**ITEMS**
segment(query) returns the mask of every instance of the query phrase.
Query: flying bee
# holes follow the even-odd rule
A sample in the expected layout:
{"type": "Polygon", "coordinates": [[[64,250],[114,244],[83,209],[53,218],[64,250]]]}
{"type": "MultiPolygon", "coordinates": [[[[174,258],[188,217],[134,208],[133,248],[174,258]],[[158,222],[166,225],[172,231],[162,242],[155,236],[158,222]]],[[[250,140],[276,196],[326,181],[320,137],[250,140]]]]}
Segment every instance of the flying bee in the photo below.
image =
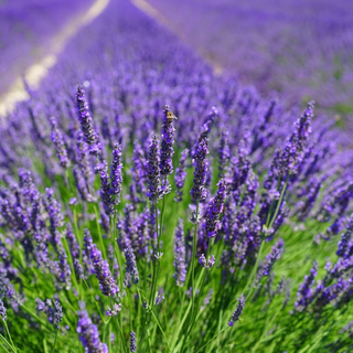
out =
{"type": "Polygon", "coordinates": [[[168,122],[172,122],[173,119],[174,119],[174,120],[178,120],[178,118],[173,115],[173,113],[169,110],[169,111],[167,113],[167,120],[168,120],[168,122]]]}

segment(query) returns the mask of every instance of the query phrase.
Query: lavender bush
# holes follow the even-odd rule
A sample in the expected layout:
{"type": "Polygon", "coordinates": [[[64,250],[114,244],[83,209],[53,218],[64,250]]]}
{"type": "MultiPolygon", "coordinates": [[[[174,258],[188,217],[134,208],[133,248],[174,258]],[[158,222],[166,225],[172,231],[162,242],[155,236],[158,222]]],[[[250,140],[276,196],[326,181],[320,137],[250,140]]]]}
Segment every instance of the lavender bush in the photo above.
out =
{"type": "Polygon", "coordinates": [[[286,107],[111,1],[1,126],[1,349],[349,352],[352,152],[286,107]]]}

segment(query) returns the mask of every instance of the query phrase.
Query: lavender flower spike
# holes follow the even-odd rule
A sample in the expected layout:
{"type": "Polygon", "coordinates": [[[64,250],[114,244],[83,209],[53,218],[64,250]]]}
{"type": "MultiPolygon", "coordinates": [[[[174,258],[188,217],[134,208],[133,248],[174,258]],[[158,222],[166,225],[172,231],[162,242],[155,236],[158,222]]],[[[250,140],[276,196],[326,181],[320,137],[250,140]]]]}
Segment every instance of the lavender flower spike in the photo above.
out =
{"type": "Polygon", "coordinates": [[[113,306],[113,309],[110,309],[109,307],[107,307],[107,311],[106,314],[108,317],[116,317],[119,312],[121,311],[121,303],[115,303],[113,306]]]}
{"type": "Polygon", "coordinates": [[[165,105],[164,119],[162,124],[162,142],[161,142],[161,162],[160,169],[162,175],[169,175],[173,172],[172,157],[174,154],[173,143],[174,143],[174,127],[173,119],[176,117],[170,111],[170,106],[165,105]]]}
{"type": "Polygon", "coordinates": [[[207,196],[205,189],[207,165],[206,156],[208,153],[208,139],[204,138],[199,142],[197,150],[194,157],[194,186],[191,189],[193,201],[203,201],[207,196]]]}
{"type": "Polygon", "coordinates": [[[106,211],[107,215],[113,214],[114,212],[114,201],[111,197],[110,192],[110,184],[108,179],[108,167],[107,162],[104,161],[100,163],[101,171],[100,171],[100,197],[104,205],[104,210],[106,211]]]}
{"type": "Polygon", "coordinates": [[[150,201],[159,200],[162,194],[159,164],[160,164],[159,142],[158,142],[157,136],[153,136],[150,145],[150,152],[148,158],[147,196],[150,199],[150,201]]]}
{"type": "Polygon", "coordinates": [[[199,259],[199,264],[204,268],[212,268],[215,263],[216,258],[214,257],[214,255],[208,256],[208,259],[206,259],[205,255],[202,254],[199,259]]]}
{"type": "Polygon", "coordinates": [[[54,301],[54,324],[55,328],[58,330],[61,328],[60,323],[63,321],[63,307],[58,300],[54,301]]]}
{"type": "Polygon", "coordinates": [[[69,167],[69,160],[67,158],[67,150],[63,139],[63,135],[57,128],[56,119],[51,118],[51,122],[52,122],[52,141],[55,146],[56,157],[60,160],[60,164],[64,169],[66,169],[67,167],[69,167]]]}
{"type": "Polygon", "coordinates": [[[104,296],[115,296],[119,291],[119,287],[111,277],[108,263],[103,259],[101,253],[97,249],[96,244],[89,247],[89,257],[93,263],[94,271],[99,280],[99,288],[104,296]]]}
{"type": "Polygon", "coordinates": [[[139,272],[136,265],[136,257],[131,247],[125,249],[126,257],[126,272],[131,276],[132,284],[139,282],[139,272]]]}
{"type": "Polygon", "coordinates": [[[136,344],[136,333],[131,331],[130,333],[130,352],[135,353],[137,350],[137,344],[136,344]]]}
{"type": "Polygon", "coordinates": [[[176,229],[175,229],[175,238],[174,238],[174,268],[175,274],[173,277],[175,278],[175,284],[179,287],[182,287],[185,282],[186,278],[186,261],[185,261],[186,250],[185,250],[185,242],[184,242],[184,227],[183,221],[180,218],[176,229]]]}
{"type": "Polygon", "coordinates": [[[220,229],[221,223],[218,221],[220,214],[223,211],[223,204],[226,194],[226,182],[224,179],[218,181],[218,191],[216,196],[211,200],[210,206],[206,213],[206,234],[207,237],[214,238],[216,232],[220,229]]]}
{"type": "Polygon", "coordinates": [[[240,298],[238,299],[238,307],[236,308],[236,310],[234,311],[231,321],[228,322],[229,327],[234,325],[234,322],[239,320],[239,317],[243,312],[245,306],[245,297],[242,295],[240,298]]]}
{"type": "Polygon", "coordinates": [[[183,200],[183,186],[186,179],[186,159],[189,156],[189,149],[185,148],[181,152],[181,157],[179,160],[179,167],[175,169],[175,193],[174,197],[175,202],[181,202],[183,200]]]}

**EXERCISE PROMPT**
Find every line in the listing that contains the string "lavender", matching case exactly, and copy each of those lines.

**WRITTEN REPLY**
Query: lavender bush
Segment every instance of the lavender bush in the photo above.
Query: lavender flower spike
Segment every instance of the lavender flower spike in the photo above.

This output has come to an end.